◆ Problems:
1 – From the general education passage, list every calendar year that appears as a four-digit number.
2 – Answer these questions from the general education passage:
(a) What page count did the first edition of the Source Book exceed?
(b) How many years of work did Harvard's 1945 report reflect?
(c) Why was the third edition of the Source Book called the "Redbooks" at Columbia?
3 – From the general education passage, reproduce the section that begins with the words containing "Despite this lofty" and ends with "common intellectual background.".

◆ Text passage:
Even in its first edition, publishing the Source Book was a major event. Not only was it the most ambitious of all the original texts generated by CC (the first edition exceeded 2000 pages in its two volumes), but it made the readings and program of CC much more stable. It did not signal, however, the end of revisions to the course or its readings. In 1954, the CC staff published the second edition of the Source Book, which was more of an expansion than a revision since several readings were added but only one was excised. In 1960, a third (and it proved final) edition was pub-lished, with more substantial revisions, additions, and excisions of readings. At Columbia, the third edition of the Source Book became famous as the "Redbooks" (so-called because of their rich, red cloth covers), and they became omnipresent not only at Columbia, but also at many other colleges. Indeed, the wide distribution of the Source Book slowed completion of the third edition because, its editors noted, "the expectations of the many schools using the book have by now established a nearly inviolable format."17

AS WORLD WAR II drew to a close, the cause of general education in the United States acquired greater urgency, though not exclusively because of Columbia. In 1945, Harvard University issued its report General Education in a Free Society, popularly known as the Redbook, which reflected two years' work by a committee of Harvard faculty and outside experts. At the end of its deliberations, this committee offered nothing less than "a complete educational philosophy for American education." Although much of the Harvard Redbook was directed toward high school education, its greatest influence was felt at the collegiate level, where it "became the bible of general education" for many institutions.18

It's not that Columbia's commitment was on the wane. Rather, despite all the practical difficulties that the war brought to college life, World War II did not prompt a fundamental reappraisal of educational policy at Columbia College as had World War I. The College's faculty had spent the war years revising and perfecting a curriculum that had maintained largely the same goals since 1919. Columbia had chosen its path, and it was content to continue along it. By contrast, World War II prompted a major rethinking at Harvard, which had supported the elective system for so many years. Now Harvard's committee sought some unifying principle to guide American education as the United States assumed an even more prominent role in world affairs. Indeed, the Harvard Redbook has been described as "the national symbol of renewal" in American education after World War II.19

Despite this lofty claim, Columbia College graduates would see little new in the renewal proposed in the Harvard Redbook. Its authors were concerned with education's role in balancing the needs of individuals and of the community in a democratic society, much the same concerns that had given life to general education courses at Columbia twenty-five years earlier. In order to combat a lack of cohesiveness and commonality in collegiate education, the Redbook advocated the creation of required undergraduate courses in the humanities, social sciences, and natural sciences that would emphasize the heritage of Western civilization and endow all students with a common intellectual background.

◆ Dataset excerpts:
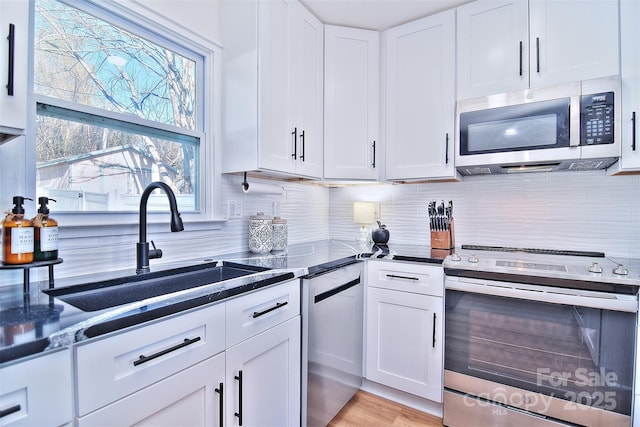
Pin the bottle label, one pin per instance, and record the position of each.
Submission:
(48, 239)
(21, 240)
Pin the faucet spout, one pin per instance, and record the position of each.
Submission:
(143, 253)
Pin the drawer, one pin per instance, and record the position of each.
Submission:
(116, 366)
(409, 277)
(37, 392)
(252, 313)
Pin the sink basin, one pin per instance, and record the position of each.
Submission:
(123, 290)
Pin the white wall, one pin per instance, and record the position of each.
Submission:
(561, 210)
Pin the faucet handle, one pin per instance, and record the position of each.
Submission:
(155, 252)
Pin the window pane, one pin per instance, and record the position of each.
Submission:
(89, 167)
(115, 112)
(86, 60)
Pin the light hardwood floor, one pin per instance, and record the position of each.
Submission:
(366, 409)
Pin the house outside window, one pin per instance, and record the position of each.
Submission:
(117, 107)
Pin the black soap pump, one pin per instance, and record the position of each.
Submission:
(17, 235)
(46, 233)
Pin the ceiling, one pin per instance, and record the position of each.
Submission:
(376, 14)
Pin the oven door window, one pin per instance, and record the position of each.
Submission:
(537, 125)
(579, 354)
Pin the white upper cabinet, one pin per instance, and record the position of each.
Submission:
(512, 45)
(14, 51)
(420, 98)
(351, 103)
(492, 47)
(630, 51)
(272, 88)
(307, 93)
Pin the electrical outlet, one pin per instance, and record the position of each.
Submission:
(234, 209)
(377, 212)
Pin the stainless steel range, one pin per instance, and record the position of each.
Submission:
(538, 338)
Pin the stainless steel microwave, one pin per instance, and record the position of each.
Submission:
(572, 126)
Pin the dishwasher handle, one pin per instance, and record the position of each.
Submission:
(331, 292)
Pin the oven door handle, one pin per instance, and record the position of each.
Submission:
(599, 300)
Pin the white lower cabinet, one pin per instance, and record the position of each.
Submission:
(193, 397)
(405, 328)
(122, 364)
(27, 397)
(263, 378)
(177, 372)
(263, 357)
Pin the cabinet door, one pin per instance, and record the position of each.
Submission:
(193, 397)
(276, 143)
(404, 342)
(263, 378)
(492, 47)
(37, 392)
(630, 116)
(307, 89)
(351, 89)
(14, 23)
(420, 98)
(572, 41)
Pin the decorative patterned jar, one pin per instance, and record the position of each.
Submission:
(280, 235)
(260, 233)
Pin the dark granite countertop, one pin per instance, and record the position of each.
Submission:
(35, 322)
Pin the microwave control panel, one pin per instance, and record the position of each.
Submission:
(596, 119)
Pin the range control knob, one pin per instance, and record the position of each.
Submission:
(595, 268)
(620, 270)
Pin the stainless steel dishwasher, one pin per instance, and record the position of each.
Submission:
(332, 322)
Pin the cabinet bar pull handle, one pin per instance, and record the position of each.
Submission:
(538, 54)
(12, 48)
(145, 359)
(373, 164)
(220, 391)
(633, 131)
(11, 410)
(239, 413)
(520, 58)
(433, 343)
(275, 307)
(331, 292)
(446, 149)
(395, 276)
(295, 143)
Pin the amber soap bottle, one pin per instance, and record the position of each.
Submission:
(17, 235)
(45, 232)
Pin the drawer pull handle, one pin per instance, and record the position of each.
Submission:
(11, 410)
(11, 59)
(145, 359)
(433, 343)
(220, 391)
(239, 413)
(268, 310)
(395, 276)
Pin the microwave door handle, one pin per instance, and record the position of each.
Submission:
(633, 131)
(574, 121)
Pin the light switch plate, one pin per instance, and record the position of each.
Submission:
(234, 209)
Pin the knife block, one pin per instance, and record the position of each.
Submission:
(443, 239)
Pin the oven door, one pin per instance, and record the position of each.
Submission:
(570, 361)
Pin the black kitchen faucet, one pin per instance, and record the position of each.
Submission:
(143, 253)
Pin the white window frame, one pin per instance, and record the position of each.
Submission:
(127, 12)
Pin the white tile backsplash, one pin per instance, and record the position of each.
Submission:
(570, 210)
(561, 210)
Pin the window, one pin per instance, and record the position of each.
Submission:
(117, 108)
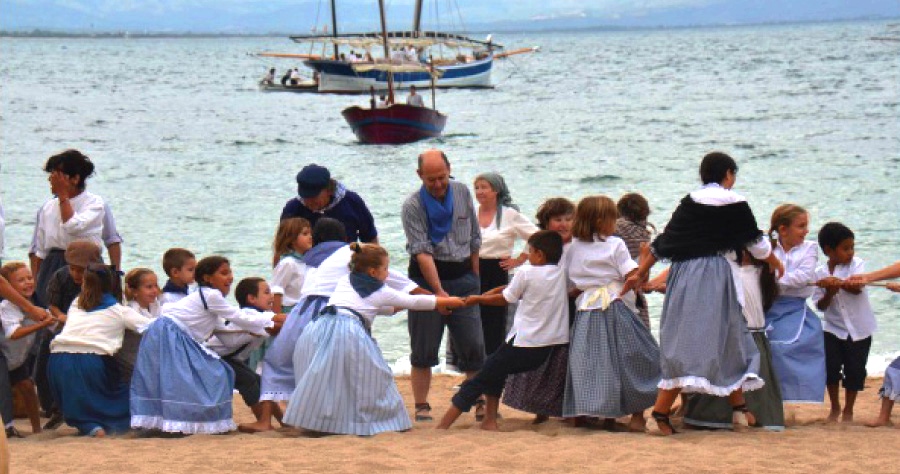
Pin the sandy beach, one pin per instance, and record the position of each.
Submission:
(808, 445)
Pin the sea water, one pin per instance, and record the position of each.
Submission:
(190, 154)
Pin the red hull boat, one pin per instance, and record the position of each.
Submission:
(399, 123)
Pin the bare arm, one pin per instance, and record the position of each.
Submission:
(8, 292)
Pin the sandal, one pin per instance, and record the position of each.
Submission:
(479, 410)
(748, 415)
(423, 412)
(663, 419)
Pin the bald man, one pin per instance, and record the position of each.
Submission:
(442, 238)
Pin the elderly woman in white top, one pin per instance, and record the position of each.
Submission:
(74, 214)
(501, 224)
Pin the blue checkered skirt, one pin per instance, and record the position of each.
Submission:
(344, 385)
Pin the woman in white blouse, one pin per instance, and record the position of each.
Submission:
(74, 214)
(501, 224)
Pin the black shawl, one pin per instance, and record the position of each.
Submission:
(698, 230)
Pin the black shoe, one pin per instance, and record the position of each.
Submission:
(56, 420)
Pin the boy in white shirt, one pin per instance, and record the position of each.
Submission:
(849, 320)
(541, 323)
(179, 265)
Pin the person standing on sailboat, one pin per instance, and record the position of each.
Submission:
(320, 196)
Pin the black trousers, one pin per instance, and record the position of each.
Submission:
(6, 409)
(493, 318)
(845, 361)
(246, 381)
(507, 360)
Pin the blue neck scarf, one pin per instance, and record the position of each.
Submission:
(364, 285)
(106, 301)
(440, 214)
(320, 252)
(173, 288)
(292, 254)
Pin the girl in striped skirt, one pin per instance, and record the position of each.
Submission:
(613, 358)
(344, 385)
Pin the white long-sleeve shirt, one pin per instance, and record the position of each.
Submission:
(202, 321)
(386, 297)
(848, 315)
(85, 224)
(799, 269)
(323, 280)
(498, 242)
(287, 280)
(97, 332)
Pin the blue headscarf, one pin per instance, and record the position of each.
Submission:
(440, 214)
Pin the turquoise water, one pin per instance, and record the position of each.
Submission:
(189, 153)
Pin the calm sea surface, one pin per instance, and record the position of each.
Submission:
(189, 153)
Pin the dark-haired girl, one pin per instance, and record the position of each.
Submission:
(74, 214)
(84, 377)
(705, 346)
(344, 385)
(179, 385)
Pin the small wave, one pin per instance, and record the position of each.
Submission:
(602, 178)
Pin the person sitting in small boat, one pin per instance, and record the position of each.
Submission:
(414, 99)
(411, 55)
(269, 78)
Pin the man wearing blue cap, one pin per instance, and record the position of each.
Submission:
(321, 196)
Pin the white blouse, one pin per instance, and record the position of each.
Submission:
(12, 318)
(97, 332)
(542, 315)
(597, 264)
(386, 300)
(85, 224)
(202, 322)
(287, 280)
(848, 315)
(753, 304)
(323, 279)
(498, 242)
(799, 269)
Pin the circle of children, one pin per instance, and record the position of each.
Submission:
(737, 337)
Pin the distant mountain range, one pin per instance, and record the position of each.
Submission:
(283, 16)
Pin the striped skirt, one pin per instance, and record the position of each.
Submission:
(178, 386)
(704, 342)
(798, 350)
(344, 385)
(90, 393)
(540, 391)
(278, 364)
(891, 387)
(765, 403)
(613, 364)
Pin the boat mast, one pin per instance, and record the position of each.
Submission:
(334, 28)
(417, 19)
(387, 51)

◆ Answers to the exercise:
1 – 1954, 1960, 1945, 1919

2 –
(a) 2000 pages, across its two volumes.
(b) Two years.
(c) Because of its rich, red cloth covers.

3 –
Despite this lofty claim, Columbia College graduates would see little new in the renewal proposed in the Harvard Redbook. Its authors were concerned with education's role in balancing the needs of individuals and of the community in a democratic society, much the same concerns that had given life to general education courses at Columbia twenty-five years earlier. In order to combat a lack of cohesiveness and commonality in collegiate education, the Redbook advocated the creation of required undergraduate courses in the humanities, social sciences, and natural sciences that would emphasize the heritage of Western civilization and endow all students with a common intellectual background.